Task brief
Show every line in the rows below that contains the string "shelf", treating uppercase and lowercase as different.

[Extracted data entries]
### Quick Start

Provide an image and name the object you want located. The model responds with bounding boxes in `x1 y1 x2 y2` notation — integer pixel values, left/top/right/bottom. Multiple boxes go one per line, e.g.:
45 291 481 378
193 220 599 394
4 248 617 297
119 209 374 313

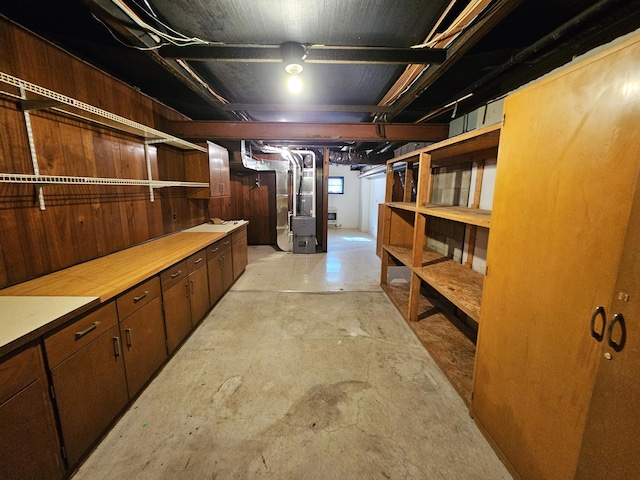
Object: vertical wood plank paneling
0 18 208 288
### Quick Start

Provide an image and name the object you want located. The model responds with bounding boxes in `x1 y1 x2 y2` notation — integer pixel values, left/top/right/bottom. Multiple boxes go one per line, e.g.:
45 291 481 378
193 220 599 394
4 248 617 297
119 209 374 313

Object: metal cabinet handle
607 313 627 352
113 337 120 358
133 290 149 303
76 322 100 340
590 306 611 342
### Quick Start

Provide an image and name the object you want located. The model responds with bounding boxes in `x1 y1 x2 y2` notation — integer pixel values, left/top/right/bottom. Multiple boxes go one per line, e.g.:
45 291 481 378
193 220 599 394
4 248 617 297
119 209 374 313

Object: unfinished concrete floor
74 230 511 480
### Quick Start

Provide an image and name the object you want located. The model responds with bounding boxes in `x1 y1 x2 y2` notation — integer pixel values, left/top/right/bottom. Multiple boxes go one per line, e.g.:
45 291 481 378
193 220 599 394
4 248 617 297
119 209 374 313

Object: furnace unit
291 217 316 253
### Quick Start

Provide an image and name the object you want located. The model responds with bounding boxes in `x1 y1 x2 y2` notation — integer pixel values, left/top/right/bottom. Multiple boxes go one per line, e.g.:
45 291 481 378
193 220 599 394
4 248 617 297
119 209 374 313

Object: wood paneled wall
209 170 277 245
0 18 208 288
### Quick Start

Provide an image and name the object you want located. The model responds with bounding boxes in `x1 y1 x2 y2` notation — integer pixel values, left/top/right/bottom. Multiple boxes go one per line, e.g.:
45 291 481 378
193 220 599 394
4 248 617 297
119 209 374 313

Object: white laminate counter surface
183 220 249 233
0 296 99 349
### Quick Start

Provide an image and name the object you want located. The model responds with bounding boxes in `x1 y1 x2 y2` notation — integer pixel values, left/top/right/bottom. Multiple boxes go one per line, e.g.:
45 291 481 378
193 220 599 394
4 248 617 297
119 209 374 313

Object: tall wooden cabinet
472 37 640 480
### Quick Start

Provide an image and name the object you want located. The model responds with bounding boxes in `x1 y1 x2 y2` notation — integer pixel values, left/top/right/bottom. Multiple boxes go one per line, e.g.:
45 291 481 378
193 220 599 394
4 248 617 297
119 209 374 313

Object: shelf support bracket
144 141 155 202
20 87 45 211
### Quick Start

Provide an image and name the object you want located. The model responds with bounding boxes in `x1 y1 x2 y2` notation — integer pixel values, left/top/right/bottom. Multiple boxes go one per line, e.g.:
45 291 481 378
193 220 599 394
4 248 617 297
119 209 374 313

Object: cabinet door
207 142 231 197
189 265 209 325
51 325 129 466
576 167 640 480
0 346 63 480
221 248 233 292
120 297 167 397
162 281 192 354
231 227 248 282
472 38 640 479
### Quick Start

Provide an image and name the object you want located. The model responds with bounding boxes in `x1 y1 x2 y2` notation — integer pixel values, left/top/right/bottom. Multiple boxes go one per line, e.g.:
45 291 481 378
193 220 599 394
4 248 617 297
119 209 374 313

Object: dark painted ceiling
0 0 640 159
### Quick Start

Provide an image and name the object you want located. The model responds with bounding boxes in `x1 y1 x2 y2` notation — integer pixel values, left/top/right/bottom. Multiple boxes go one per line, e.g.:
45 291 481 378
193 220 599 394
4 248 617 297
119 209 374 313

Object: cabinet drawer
44 302 118 368
116 277 160 321
0 346 42 405
187 248 207 272
160 260 187 292
207 240 229 261
231 227 247 244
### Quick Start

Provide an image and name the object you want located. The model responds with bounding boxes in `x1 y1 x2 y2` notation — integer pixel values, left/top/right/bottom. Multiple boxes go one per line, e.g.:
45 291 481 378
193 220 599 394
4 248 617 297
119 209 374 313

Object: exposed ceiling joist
159 45 447 65
222 103 393 113
386 0 523 120
167 121 449 142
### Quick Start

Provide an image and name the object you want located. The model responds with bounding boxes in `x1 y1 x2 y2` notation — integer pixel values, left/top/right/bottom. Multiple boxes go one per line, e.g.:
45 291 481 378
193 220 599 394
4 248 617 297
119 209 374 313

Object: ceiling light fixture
280 42 305 75
287 73 302 95
280 42 305 95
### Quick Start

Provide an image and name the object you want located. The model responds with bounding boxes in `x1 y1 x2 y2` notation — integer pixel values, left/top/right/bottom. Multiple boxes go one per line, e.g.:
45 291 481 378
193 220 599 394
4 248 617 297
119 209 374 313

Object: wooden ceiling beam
385 0 523 120
166 121 449 142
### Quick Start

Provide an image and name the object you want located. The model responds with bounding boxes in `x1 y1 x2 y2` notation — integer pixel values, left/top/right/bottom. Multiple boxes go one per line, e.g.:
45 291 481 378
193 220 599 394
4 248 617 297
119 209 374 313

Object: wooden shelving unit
0 72 210 210
379 124 501 403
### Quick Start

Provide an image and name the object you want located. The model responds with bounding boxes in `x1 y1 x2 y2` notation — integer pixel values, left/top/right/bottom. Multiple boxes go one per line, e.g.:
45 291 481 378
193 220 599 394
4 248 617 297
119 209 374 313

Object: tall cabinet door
576 167 640 480
471 34 640 480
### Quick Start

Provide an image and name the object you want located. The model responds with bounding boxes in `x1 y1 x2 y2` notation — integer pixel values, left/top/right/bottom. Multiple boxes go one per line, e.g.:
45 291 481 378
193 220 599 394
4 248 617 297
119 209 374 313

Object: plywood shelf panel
418 203 491 228
414 251 484 322
384 245 412 267
423 123 501 165
385 202 416 212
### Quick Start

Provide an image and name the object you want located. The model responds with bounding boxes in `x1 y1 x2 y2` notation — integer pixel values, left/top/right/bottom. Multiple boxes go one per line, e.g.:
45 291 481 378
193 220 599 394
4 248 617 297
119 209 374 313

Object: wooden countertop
0 220 248 354
0 296 100 356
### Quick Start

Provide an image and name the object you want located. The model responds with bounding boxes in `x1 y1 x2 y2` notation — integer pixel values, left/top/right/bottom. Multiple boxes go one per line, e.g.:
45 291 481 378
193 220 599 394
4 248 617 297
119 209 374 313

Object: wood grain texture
0 19 208 288
0 232 225 302
472 36 640 479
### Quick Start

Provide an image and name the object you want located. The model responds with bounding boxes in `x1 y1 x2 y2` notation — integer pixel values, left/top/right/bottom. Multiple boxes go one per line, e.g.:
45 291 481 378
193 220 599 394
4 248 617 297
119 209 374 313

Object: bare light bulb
287 75 302 95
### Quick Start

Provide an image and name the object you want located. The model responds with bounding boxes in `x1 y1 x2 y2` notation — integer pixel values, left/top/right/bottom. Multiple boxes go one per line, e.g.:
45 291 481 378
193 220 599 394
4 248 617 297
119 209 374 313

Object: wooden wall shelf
417 203 491 228
0 72 207 153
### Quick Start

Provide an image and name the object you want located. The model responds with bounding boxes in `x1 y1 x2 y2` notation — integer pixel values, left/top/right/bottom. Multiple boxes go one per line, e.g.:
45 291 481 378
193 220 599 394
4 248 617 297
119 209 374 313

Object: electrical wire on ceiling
373 0 491 122
111 0 212 47
91 13 169 52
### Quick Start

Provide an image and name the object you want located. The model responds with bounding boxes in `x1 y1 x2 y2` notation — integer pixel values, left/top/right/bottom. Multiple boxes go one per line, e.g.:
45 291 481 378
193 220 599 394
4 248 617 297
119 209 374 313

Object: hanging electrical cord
111 0 211 47
91 13 169 52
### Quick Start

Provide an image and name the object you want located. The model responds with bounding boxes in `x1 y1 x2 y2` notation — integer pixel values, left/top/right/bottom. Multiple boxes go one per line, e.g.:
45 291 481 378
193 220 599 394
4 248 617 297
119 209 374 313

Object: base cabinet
116 276 167 398
0 345 64 480
160 260 192 354
45 302 129 466
187 250 211 326
207 239 233 305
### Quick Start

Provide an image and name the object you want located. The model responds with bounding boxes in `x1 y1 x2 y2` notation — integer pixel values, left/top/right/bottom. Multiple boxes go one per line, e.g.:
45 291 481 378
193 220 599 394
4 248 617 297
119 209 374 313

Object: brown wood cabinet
187 249 211 326
231 225 248 282
0 344 64 480
45 302 129 466
116 276 167 397
207 238 233 305
472 36 640 480
160 249 211 354
160 260 192 354
185 142 231 199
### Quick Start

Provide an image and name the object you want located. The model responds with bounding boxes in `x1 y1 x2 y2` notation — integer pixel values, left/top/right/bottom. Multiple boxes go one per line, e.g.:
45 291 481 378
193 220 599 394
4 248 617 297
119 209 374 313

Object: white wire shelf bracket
0 72 207 153
0 173 209 188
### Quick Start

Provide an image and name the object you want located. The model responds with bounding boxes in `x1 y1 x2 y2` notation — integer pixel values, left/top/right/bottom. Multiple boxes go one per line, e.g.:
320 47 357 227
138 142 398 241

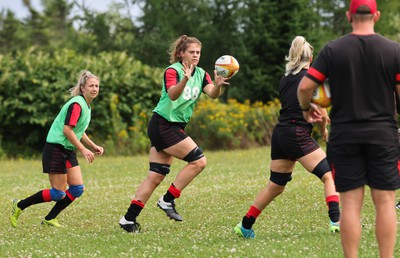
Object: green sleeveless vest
46 96 91 150
153 62 205 123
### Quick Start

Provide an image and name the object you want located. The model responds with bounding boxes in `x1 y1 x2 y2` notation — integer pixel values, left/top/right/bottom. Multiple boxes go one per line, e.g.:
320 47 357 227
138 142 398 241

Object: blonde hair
168 35 201 64
69 70 100 97
285 36 314 75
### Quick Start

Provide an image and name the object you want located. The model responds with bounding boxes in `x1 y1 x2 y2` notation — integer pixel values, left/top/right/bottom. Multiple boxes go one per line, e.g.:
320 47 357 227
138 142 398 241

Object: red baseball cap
350 0 377 14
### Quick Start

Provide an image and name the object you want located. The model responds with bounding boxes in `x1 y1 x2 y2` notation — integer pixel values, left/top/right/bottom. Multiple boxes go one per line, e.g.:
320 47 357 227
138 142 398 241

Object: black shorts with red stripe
327 142 400 192
42 142 79 174
147 113 188 151
271 122 319 161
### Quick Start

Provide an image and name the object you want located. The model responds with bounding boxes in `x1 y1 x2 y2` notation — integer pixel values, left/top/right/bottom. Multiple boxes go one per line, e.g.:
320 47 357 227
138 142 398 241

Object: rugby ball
312 80 332 108
215 55 239 78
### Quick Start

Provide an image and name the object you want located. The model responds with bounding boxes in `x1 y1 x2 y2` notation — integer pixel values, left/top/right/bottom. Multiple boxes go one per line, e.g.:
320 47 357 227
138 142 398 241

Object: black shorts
327 142 400 192
42 142 79 174
271 123 319 161
147 113 188 151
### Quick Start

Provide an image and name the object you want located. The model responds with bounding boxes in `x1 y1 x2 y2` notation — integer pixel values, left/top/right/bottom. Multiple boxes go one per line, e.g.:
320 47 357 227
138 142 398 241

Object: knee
68 185 85 198
50 188 65 202
269 170 292 186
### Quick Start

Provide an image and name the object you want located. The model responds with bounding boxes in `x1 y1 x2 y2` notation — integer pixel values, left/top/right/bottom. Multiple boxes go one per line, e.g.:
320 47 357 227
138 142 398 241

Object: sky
0 0 138 19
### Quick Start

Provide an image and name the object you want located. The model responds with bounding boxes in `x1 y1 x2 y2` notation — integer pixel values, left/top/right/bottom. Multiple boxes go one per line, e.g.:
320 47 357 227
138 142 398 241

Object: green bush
187 98 280 150
0 48 163 156
0 48 290 157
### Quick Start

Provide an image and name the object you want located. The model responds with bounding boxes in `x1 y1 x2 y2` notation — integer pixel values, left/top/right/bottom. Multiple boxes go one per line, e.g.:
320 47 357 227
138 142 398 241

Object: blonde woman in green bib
10 70 104 227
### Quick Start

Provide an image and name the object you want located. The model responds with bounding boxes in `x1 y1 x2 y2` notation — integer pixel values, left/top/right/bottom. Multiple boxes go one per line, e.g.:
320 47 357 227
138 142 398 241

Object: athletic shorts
42 142 79 174
271 123 319 161
327 142 400 192
147 113 188 151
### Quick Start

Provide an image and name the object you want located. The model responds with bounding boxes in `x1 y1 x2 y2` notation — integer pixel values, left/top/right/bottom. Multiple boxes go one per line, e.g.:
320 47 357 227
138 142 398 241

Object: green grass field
0 147 400 257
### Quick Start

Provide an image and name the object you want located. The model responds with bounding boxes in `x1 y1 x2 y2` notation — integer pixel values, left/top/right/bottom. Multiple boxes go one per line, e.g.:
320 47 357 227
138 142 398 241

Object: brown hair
285 36 314 75
168 35 201 64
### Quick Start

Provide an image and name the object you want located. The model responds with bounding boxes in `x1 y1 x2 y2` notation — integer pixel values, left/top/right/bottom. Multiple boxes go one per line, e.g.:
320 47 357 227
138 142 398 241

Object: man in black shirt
298 0 400 257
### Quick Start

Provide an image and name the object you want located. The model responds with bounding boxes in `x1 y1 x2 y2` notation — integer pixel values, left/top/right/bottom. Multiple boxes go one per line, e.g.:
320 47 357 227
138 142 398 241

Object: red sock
246 205 261 219
131 200 144 208
325 195 339 207
168 184 181 198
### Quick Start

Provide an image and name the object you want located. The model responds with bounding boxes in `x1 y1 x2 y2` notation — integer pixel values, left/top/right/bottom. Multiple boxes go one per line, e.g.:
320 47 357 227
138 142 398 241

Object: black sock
242 216 256 229
125 203 143 221
328 202 340 222
164 191 175 202
18 190 45 210
44 195 73 220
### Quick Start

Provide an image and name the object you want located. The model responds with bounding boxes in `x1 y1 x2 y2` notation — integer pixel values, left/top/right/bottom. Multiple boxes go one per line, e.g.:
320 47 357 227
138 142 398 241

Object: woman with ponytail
234 36 340 238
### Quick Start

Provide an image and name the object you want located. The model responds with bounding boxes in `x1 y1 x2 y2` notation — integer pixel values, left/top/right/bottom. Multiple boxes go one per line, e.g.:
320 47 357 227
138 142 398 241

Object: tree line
0 0 400 102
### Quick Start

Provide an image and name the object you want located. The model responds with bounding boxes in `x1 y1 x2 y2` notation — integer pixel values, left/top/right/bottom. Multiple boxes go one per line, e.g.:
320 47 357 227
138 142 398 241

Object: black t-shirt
279 69 312 128
306 34 400 145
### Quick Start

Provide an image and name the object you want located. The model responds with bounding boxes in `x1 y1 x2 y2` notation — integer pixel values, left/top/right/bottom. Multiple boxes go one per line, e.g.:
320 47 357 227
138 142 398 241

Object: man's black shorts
42 142 79 174
327 142 400 192
147 113 188 151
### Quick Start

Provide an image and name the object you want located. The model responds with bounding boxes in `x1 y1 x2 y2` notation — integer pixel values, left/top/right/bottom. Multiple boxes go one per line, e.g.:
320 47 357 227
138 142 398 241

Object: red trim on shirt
204 72 213 86
165 68 179 91
307 67 326 82
66 103 82 126
42 189 51 202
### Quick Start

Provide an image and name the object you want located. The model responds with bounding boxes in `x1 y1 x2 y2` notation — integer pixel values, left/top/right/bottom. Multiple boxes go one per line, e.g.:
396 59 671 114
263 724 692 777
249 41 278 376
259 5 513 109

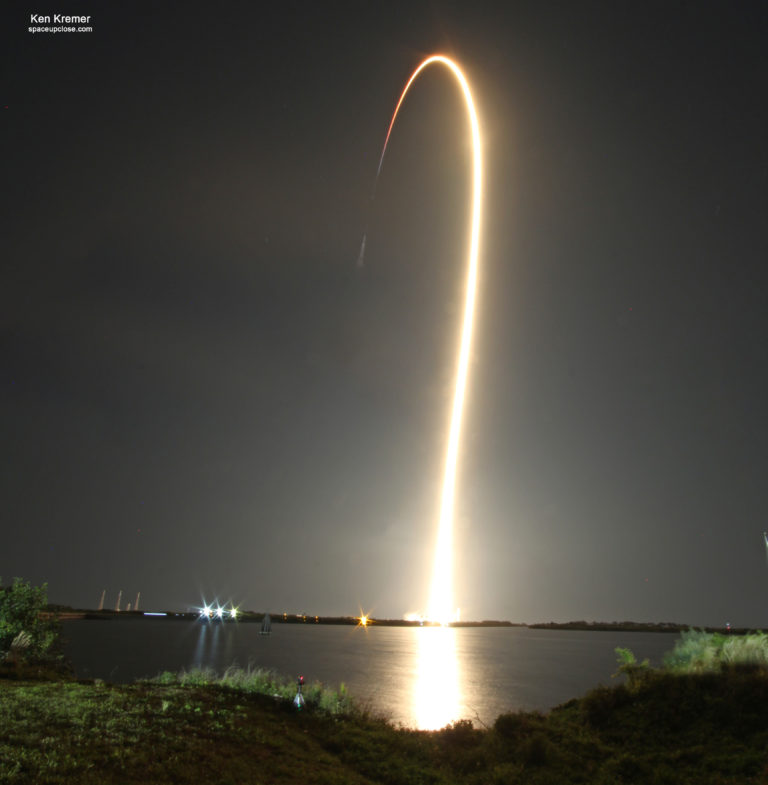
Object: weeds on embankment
0 636 768 785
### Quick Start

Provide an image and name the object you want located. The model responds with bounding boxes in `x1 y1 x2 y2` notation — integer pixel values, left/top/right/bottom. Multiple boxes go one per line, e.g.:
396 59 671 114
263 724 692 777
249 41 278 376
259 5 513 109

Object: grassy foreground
0 667 768 785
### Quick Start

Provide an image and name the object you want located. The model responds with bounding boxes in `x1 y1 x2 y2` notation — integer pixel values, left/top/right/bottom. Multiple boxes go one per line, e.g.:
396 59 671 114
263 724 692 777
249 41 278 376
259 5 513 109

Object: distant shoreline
50 607 755 635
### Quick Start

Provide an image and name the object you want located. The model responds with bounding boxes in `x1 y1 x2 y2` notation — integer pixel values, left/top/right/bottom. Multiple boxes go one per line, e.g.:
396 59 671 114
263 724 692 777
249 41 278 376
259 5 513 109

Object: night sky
0 0 768 627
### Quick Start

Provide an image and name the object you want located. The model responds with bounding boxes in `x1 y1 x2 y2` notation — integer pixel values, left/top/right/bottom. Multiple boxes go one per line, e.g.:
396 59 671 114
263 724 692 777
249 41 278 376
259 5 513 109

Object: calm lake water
64 619 677 729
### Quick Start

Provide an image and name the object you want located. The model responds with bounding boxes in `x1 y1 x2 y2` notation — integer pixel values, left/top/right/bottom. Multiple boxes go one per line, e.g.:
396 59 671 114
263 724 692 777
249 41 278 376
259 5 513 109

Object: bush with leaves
613 646 651 688
0 578 59 662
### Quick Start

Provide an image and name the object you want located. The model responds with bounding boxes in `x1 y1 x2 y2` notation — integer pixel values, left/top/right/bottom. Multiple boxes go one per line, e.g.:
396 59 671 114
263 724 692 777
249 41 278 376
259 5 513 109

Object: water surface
64 619 677 728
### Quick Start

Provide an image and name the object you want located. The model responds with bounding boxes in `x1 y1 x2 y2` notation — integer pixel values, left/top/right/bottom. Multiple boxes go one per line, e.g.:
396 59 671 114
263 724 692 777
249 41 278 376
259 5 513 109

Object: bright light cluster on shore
198 603 240 621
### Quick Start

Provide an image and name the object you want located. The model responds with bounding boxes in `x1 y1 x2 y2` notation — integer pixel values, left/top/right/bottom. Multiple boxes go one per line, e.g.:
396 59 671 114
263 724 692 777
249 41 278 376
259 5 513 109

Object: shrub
0 578 60 662
613 646 651 688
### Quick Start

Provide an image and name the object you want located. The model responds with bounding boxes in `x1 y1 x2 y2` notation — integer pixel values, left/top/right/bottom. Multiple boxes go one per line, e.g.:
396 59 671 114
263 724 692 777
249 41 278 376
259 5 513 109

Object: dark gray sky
0 0 768 626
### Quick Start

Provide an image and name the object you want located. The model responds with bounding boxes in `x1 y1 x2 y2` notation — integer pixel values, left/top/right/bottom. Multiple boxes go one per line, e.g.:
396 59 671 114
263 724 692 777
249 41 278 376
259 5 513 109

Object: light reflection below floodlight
413 626 461 730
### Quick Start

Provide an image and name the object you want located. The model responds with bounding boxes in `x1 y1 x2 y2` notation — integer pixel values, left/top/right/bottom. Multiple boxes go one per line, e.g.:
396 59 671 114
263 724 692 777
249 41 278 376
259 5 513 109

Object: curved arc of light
376 55 483 624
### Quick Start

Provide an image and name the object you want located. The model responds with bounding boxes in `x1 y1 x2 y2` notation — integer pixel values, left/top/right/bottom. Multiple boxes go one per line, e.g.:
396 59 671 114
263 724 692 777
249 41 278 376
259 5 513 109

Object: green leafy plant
0 578 59 662
613 646 651 687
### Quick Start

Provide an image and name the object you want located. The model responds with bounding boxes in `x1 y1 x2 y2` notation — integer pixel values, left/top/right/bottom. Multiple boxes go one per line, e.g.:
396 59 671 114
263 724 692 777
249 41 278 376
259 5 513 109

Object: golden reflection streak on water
413 626 461 730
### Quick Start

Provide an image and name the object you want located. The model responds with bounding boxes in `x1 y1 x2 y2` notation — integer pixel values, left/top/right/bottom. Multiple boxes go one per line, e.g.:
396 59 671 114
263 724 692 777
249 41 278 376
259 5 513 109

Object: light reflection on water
64 619 677 728
413 627 462 730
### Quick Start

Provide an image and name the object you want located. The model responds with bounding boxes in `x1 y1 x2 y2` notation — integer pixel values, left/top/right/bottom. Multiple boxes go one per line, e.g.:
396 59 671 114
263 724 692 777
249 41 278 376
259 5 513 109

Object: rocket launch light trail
368 55 483 624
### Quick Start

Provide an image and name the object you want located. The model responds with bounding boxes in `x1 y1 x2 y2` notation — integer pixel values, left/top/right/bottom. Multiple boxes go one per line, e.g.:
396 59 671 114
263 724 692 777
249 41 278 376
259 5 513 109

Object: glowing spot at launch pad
376 55 483 624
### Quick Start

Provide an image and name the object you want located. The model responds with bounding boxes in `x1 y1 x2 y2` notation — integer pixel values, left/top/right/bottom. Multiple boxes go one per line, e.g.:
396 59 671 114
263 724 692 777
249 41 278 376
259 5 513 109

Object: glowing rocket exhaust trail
358 55 482 624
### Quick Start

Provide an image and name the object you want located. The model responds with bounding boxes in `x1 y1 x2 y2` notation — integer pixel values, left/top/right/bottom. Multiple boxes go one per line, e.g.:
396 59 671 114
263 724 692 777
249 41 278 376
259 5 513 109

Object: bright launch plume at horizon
358 55 482 624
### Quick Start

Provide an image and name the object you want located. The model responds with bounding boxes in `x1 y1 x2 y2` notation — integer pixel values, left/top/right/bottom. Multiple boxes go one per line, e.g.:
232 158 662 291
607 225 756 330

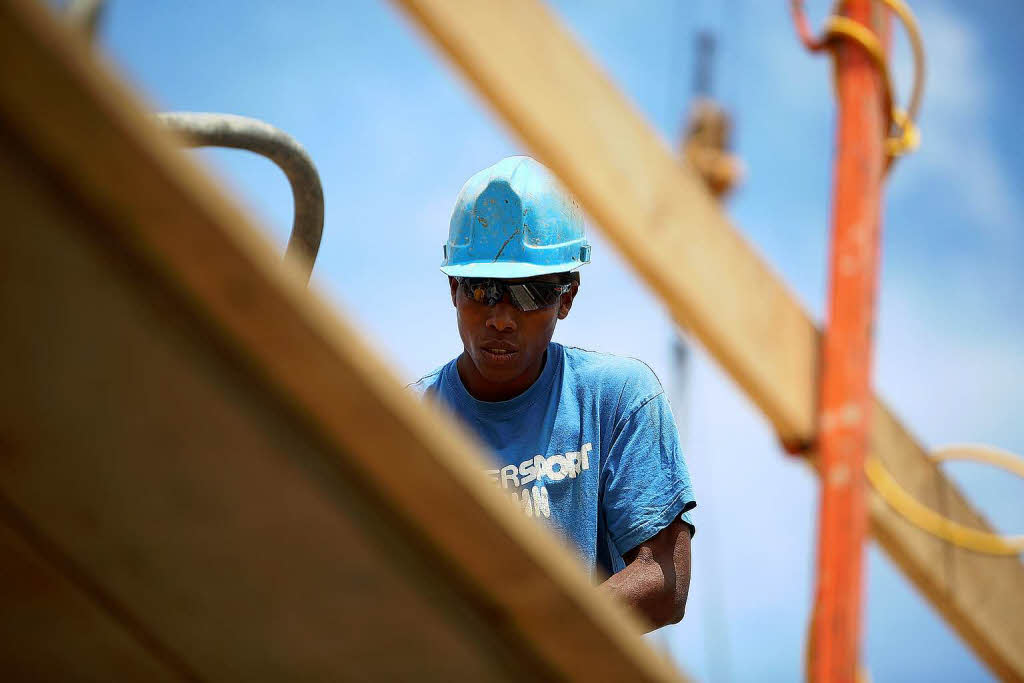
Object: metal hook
157 112 324 282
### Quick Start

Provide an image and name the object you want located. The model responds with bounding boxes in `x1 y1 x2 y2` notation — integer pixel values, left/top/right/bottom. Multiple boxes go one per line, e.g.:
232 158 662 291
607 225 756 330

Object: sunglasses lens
461 278 565 312
508 283 562 311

The output
Object: shelf support bracket
Object: plywood shelf panel
Object: wooden wall shelf
Object: white wire shelf bracket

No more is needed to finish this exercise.